**Work instruction**
Every word of every entry must be retyped exactly.

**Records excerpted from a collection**
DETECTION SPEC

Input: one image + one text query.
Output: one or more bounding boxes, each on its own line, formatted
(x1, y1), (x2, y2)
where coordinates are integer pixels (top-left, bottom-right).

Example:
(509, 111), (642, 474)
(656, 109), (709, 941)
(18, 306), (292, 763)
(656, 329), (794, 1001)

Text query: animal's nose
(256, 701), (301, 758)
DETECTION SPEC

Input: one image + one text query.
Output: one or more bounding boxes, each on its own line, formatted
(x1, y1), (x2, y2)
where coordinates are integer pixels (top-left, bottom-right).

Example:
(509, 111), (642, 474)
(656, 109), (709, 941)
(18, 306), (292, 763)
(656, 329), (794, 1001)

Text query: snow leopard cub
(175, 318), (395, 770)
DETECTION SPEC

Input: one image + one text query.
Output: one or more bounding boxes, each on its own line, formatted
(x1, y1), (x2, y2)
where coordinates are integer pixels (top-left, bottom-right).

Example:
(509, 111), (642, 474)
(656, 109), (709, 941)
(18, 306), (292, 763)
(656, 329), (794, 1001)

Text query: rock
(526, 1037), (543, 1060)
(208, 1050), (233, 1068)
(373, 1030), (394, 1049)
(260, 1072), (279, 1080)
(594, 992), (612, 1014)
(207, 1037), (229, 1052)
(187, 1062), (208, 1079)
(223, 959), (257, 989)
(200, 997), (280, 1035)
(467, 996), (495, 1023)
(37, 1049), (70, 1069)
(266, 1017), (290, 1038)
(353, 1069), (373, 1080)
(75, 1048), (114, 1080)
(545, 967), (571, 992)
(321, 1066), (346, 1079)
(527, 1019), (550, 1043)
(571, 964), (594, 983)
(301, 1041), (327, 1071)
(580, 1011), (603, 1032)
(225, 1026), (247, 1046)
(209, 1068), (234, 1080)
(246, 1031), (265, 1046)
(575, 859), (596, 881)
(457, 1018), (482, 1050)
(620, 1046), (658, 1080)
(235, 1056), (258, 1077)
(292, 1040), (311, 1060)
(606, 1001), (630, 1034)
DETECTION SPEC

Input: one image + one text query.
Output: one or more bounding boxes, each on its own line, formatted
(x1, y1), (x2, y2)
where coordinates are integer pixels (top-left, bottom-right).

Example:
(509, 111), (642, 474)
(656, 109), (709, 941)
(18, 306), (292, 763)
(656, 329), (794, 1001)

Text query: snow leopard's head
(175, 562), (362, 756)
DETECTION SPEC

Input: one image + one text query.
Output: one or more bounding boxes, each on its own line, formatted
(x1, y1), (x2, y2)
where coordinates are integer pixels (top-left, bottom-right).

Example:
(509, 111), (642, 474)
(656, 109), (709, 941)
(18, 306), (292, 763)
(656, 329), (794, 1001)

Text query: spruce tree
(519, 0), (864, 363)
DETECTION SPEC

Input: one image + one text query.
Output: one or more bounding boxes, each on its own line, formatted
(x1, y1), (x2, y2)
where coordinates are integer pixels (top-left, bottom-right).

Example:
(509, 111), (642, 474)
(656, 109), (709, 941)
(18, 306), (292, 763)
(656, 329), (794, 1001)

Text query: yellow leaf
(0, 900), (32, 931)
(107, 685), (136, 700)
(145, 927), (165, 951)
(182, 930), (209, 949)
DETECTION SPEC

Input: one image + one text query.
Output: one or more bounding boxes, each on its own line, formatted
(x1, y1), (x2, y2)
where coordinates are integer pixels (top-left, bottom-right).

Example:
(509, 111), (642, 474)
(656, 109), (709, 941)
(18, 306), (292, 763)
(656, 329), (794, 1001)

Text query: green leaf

**Answer below**
DETECTION SPEC

Input: one image + one text query.
Output: one or more bounding boxes, each on its own line, formatted
(x1, y1), (x2, y2)
where coordinates are integer pixels (top-left, bottom-right).

Example:
(509, 111), (642, 474)
(656, 109), (709, 941)
(18, 306), (292, 763)
(656, 329), (794, 1001)

Text query: animal's nose
(256, 701), (301, 758)
DETECTION SPEC

Input: one image + one text query.
Output: one or more bounding boxes, each on its own line, formatted
(x1, y1), (x2, y2)
where coordinates are integer pixels (top-left, bottom-right).

Example:
(509, 111), (642, 474)
(656, 109), (709, 941)
(18, 306), (292, 763)
(656, 329), (794, 1001)

Text query: snow leopard cub
(175, 318), (395, 770)
DETECTION SPEC

Input: one image + one text query.
Output: one or more bounding boxes, each on its own line, formatted
(x1, y1), (x2, y2)
where coordinates are integer pixels (top-left, bottom-right).

Example:
(509, 111), (642, 474)
(656, 109), (709, 941)
(18, 306), (292, 763)
(656, 329), (794, 1001)

Text query: rock
(526, 1037), (543, 1060)
(208, 1050), (233, 1068)
(373, 1030), (394, 1049)
(260, 1072), (279, 1080)
(594, 992), (612, 1014)
(207, 1037), (229, 1052)
(187, 1062), (208, 1079)
(223, 959), (257, 989)
(200, 997), (280, 1035)
(467, 996), (495, 1023)
(37, 1049), (70, 1069)
(266, 1017), (290, 1038)
(353, 1069), (373, 1080)
(75, 1048), (114, 1080)
(545, 967), (571, 992)
(321, 1066), (346, 1079)
(527, 1019), (550, 1043)
(571, 964), (594, 983)
(301, 1041), (327, 1071)
(580, 1011), (603, 1032)
(225, 1026), (247, 1046)
(209, 1068), (234, 1080)
(246, 1031), (265, 1046)
(575, 859), (596, 881)
(457, 1018), (482, 1050)
(620, 1046), (658, 1080)
(235, 1056), (258, 1077)
(292, 1040), (311, 1060)
(606, 1001), (630, 1034)
DETECTION SPEC

Input: one image + one text query.
Output: one or more bounding boxes, each on its own line, formatted
(x1, y1), (x2, y2)
where coordinates are integer pixels (top-left, bottom-right).

Example:
(509, 111), (642, 474)
(656, 109), (709, 941)
(18, 306), (292, 763)
(656, 329), (794, 1001)

Text query: snow leopard's head
(175, 562), (362, 756)
DETECTION SPEC

Input: one image + one text query.
Output: one or more bounding boxes, each on its own line, formatted
(x1, y1), (x2, y2)
where coordinates are integer pixels (top-left, bottom-right).

Example:
(509, 111), (642, 474)
(656, 109), (709, 941)
(18, 306), (292, 763)
(656, 329), (794, 1001)

Text query: spruce tree
(519, 0), (864, 363)
DETECTION SPEC

Input: one image + one text query.
Output: one or more bounding boxes, each on its own line, formatted
(x1, y1), (x2, y2)
where coordinates are integer pixels (top-left, bottom-right).

Example:
(509, 111), (642, 474)
(656, 109), (709, 941)
(18, 306), (292, 763)
(656, 329), (794, 1001)

Text query: yellow leaf
(0, 900), (32, 931)
(107, 685), (136, 700)
(145, 927), (165, 951)
(182, 930), (209, 949)
DETECTION SPEC

Input: one image + one text query.
Output: one or more bounding boxes, each on its own line, formatted
(x1, y1), (x2, y2)
where coordinates are integer pixels (top-left, bottom-right).

Example:
(509, 111), (642, 474)
(656, 109), (709, 941)
(18, 306), (292, 763)
(656, 329), (794, 1001)

Text query: green leaf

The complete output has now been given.